▶ STATED GOAL 1
Copy the thread about Lily's puppy class word for word, everything from "## coco_little_bear (May" down to "(Nov 29, 2010)".
▶ STATED GOAL 2
Carry on the thread about Lily's first obedience class from the point where it stops.

▶ EXCERPT
- - -

# Pics of Lily's first puppy obedience class!



## debrawade10 (Oct 10, 2013)

Look, sit & stay

Sit at heel




socialization


----------



## michele (Jan 12, 2009)

What a little sweetie,she looks so small.Love her little coat.Did she enjoy it ?


----------



## lulu'smom (Jan 4, 2012)

What a good little baby doll!! I bet she got an A+!


----------



## Lilys Mum (Sep 25, 2013)

Oh my goodness! She is precious and so well behaved! xx


----------



## Baby Girls Mom (Aug 30, 2013)

Wow Lilly good job.

Sent from Petguide.com Free App


----------



## coco_little_bear (May 30, 2012)

That's so sweet and she looks so cute in that little top! It looks like she did well.


----------



## AnnHelen (Nov 29, 2010)

- - -

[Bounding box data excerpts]
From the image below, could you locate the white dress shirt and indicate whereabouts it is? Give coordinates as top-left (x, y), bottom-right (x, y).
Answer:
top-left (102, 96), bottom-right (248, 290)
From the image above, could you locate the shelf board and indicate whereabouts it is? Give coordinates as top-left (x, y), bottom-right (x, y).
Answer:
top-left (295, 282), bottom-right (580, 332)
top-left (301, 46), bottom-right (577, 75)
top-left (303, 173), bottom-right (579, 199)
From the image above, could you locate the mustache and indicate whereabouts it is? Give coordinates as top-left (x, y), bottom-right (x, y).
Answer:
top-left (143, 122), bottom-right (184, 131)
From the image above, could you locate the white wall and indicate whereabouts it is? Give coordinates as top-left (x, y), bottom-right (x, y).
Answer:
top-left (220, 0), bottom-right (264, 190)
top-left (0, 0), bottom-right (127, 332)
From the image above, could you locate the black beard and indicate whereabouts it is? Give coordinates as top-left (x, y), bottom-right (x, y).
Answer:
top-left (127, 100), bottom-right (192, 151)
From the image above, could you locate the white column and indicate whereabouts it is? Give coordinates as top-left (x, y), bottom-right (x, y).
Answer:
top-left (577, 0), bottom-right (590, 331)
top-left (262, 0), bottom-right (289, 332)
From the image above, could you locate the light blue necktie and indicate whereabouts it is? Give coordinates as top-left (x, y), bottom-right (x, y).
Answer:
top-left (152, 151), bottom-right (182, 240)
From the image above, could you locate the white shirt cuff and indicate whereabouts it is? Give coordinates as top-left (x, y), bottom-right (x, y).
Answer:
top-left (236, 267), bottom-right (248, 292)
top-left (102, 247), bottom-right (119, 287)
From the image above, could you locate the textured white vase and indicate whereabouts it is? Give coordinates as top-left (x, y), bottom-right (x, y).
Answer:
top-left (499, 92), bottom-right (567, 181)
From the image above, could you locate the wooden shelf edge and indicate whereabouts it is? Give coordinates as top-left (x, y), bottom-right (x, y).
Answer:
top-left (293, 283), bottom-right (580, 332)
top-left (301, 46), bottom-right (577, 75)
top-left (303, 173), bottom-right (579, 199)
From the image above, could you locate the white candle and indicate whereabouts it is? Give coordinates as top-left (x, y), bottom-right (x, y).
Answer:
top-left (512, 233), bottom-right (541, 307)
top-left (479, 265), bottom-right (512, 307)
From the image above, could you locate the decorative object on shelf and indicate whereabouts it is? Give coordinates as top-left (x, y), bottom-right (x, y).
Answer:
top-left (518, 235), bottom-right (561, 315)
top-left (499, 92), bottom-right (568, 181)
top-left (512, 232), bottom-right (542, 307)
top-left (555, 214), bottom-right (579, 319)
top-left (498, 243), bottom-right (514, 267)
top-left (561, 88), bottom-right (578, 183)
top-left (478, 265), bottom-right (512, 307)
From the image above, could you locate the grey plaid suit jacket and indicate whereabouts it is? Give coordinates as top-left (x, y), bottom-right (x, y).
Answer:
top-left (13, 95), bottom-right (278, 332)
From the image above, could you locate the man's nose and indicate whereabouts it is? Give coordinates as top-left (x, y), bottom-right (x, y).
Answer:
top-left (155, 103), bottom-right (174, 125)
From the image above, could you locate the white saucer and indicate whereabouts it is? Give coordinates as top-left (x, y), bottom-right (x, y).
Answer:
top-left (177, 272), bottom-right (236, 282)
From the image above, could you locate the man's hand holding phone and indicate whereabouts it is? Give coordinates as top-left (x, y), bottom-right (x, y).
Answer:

- - -

▶ REPLY 1
## coco_little_bear (May 30, 2012)

That's so sweet and she looks so cute in that little top! It looks like she did well.


----------



## AnnHelen (Nov 29, 2010)

▶ REPLY 2
Woooow that*s a good girl !!! So great to see <3


----------



## LivingOurLoveSong (Oct 29, 2013)

Way to go Lily! She looks so cute and well behaved!


----------



## susieQ (Jan 24, 2014)

Lily is so adorable. Good luck with her training! 🐶


Sent from Petguide.com Free App


----------



## Chihuahua Mommy (Dec 28, 2012)

Awe she looks like shes enjoying the class and shes so well behaved!


----------



## CaptainF (Sep 4, 2016)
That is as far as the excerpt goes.